* Task description *
Quote the entries word for word. Omit the pictures.

* Data supplied *
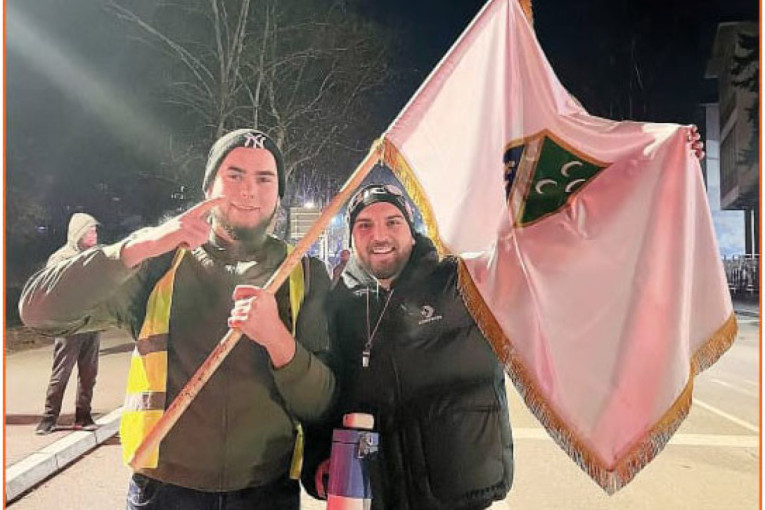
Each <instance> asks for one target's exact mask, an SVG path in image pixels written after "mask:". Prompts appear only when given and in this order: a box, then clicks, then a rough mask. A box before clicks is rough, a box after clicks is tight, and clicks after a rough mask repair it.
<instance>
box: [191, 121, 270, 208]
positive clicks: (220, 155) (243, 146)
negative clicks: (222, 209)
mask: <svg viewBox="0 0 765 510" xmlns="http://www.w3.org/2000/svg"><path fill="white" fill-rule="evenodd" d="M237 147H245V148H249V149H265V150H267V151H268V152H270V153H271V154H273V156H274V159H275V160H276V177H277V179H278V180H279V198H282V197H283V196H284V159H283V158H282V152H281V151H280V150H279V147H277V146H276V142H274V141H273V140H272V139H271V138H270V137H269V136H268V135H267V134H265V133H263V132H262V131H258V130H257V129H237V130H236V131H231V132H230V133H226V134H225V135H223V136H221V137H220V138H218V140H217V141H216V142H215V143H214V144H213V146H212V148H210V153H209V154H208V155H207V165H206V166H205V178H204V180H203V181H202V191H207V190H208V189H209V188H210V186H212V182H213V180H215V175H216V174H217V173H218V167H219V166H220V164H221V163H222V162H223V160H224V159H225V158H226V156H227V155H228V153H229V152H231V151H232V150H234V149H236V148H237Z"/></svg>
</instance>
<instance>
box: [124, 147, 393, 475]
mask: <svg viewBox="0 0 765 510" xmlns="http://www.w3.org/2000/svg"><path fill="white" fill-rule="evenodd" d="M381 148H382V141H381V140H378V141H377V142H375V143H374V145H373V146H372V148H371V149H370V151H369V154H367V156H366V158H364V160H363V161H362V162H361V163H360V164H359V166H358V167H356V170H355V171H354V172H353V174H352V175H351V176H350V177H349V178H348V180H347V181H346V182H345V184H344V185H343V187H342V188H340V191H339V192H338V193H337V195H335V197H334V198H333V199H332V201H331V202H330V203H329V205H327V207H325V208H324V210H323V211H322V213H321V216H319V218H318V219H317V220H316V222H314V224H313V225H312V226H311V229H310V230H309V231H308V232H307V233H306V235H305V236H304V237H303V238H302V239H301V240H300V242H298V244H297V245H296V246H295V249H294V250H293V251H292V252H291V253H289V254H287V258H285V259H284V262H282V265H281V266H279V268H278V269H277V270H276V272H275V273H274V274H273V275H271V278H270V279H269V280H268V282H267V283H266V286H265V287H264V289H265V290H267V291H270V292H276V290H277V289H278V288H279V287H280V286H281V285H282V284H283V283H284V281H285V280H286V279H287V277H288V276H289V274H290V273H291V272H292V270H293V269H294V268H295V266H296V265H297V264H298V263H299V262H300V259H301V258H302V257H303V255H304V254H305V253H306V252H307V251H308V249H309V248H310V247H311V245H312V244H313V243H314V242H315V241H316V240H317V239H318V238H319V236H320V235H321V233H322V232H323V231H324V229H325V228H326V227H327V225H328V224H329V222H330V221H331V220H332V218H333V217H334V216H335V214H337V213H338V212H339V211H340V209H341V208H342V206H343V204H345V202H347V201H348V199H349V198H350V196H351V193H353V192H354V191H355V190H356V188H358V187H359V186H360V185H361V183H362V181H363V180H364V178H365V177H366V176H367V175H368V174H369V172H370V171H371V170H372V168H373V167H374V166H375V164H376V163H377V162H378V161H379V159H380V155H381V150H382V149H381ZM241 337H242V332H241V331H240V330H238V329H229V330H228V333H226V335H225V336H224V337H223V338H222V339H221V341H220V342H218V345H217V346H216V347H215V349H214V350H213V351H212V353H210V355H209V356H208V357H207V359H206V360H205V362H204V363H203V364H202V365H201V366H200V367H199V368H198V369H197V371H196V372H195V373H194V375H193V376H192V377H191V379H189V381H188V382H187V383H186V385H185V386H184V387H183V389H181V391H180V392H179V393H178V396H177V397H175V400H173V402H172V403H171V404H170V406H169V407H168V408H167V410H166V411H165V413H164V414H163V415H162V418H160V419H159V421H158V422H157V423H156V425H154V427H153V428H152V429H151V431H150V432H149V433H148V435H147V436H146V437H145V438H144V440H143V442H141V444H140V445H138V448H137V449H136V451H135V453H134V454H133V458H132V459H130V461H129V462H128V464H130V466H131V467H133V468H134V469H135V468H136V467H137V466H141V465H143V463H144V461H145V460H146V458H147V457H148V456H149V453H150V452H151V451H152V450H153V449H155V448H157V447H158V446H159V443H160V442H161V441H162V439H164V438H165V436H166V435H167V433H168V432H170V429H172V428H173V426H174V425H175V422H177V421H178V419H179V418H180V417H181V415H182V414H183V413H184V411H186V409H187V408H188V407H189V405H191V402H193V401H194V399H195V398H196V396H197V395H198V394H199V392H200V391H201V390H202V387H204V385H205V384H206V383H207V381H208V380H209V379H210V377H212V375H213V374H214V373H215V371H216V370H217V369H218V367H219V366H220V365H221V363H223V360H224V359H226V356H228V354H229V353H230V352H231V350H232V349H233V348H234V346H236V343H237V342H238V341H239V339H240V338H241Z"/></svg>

* Response to this task *
Each <instance> asks for one target's exact mask, an SVG path in image pixels written after "mask:". Prompts appear only when given and in this order: a box, then clicks, then a rough mask. A box before clicks is rough, a box after clicks is tight, and clicks after a rough mask repair it.
<instance>
box: [191, 121, 270, 208]
positive clicks: (220, 155) (243, 146)
negative clicks: (222, 209)
mask: <svg viewBox="0 0 765 510" xmlns="http://www.w3.org/2000/svg"><path fill="white" fill-rule="evenodd" d="M237 147H245V148H249V149H265V150H267V151H268V152H270V153H271V154H273V156H274V159H275V160H276V177H277V179H278V180H279V198H282V197H283V196H284V159H283V158H282V152H281V151H280V150H279V147H277V146H276V142H274V141H273V140H272V139H271V138H270V137H269V136H268V135H267V134H265V133H263V132H262V131H258V130H257V129H237V130H236V131H231V132H230V133H226V134H225V135H223V136H221V137H220V138H218V140H217V141H216V142H215V143H214V144H213V146H212V148H210V153H209V154H208V155H207V165H206V166H205V178H204V180H203V181H202V191H207V190H208V189H209V188H210V186H212V182H213V180H215V175H216V174H217V173H218V167H219V166H220V164H221V163H222V162H223V160H224V159H225V158H226V156H227V155H228V153H229V152H231V151H232V150H234V149H236V148H237Z"/></svg>
</instance>
<instance>
box: [124, 147, 393, 475]
mask: <svg viewBox="0 0 765 510" xmlns="http://www.w3.org/2000/svg"><path fill="white" fill-rule="evenodd" d="M381 148H382V141H381V140H378V141H377V142H375V143H374V145H373V146H372V148H371V149H370V151H369V154H367V156H366V158H364V160H363V161H362V162H361V163H360V164H359V166H358V167H356V170H355V171H354V172H353V174H352V175H351V176H350V177H349V178H348V180H347V181H346V182H345V184H344V185H343V187H342V188H340V191H339V192H338V193H337V195H335V197H334V198H333V199H332V201H331V202H330V203H329V205H327V207H325V208H324V210H323V211H322V213H321V216H319V218H318V219H317V220H316V222H314V224H313V225H312V226H311V229H310V230H309V231H308V232H307V233H306V235H305V236H304V237H303V238H302V239H301V240H300V242H298V244H297V245H296V246H295V249H294V250H293V251H292V252H291V253H289V254H287V258H285V259H284V262H282V265H281V266H279V268H278V269H277V270H276V272H275V273H274V274H273V275H271V278H270V279H269V280H268V282H267V283H266V286H265V287H264V289H265V290H267V291H270V292H276V290H277V289H278V288H279V287H280V286H281V285H282V284H283V283H284V281H285V280H286V279H287V277H288V276H289V274H290V273H291V272H292V270H293V269H294V268H295V266H296V265H297V264H298V263H299V262H300V259H301V258H302V257H303V255H304V254H305V253H306V252H307V251H308V249H309V248H310V247H311V245H312V244H313V243H314V242H315V241H316V240H317V239H318V238H319V236H320V235H321V233H322V232H323V231H324V229H325V228H326V227H327V225H328V224H329V222H330V221H331V220H332V218H333V217H334V216H335V214H337V213H338V212H339V211H340V209H341V208H342V206H343V204H345V202H347V201H348V199H349V198H350V196H351V193H353V192H354V191H355V190H356V188H358V187H359V186H360V185H361V183H362V181H363V180H364V178H365V177H366V176H367V175H368V174H369V172H370V171H371V170H372V168H373V167H374V166H375V164H376V163H377V162H378V161H379V159H380V155H381V150H382V149H381ZM241 337H242V332H241V331H240V330H238V329H229V330H228V333H226V335H225V336H224V337H223V338H222V339H221V341H220V342H218V345H217V346H216V347H215V349H214V350H213V351H212V353H210V355H209V356H208V357H207V359H206V360H205V362H204V363H203V364H202V365H201V366H200V367H199V368H198V369H197V371H196V372H195V373H194V375H193V376H192V377H191V379H189V381H188V382H187V383H186V385H185V386H184V387H183V389H181V391H180V392H179V393H178V396H177V397H175V400H173V402H172V403H171V404H170V406H169V407H168V408H167V410H166V411H165V413H164V414H163V415H162V418H160V419H159V421H158V422H157V423H156V425H154V427H153V428H152V429H151V431H150V432H149V433H148V435H147V436H146V437H145V438H144V440H143V442H141V444H140V445H138V448H137V449H136V451H135V453H134V454H133V458H132V459H130V461H129V462H128V464H130V466H131V467H133V468H134V469H135V468H136V467H137V466H141V465H143V463H144V461H145V460H146V458H147V457H148V456H149V453H150V452H151V451H152V450H153V449H155V448H157V447H158V446H159V443H160V442H161V441H162V439H164V438H165V436H166V435H167V433H168V432H170V429H172V428H173V426H174V425H175V422H177V421H178V419H179V418H180V417H181V415H182V414H183V413H184V411H186V409H187V408H188V407H189V405H191V402H193V401H194V399H195V398H196V396H197V395H198V394H199V392H200V391H201V390H202V387H204V385H205V384H206V383H207V381H208V380H209V379H210V377H212V375H213V374H214V373H215V371H216V370H217V369H218V367H219V366H220V365H221V363H223V360H224V359H226V356H228V354H229V353H230V352H231V350H232V349H233V348H234V346H236V343H237V342H238V341H239V339H240V338H241Z"/></svg>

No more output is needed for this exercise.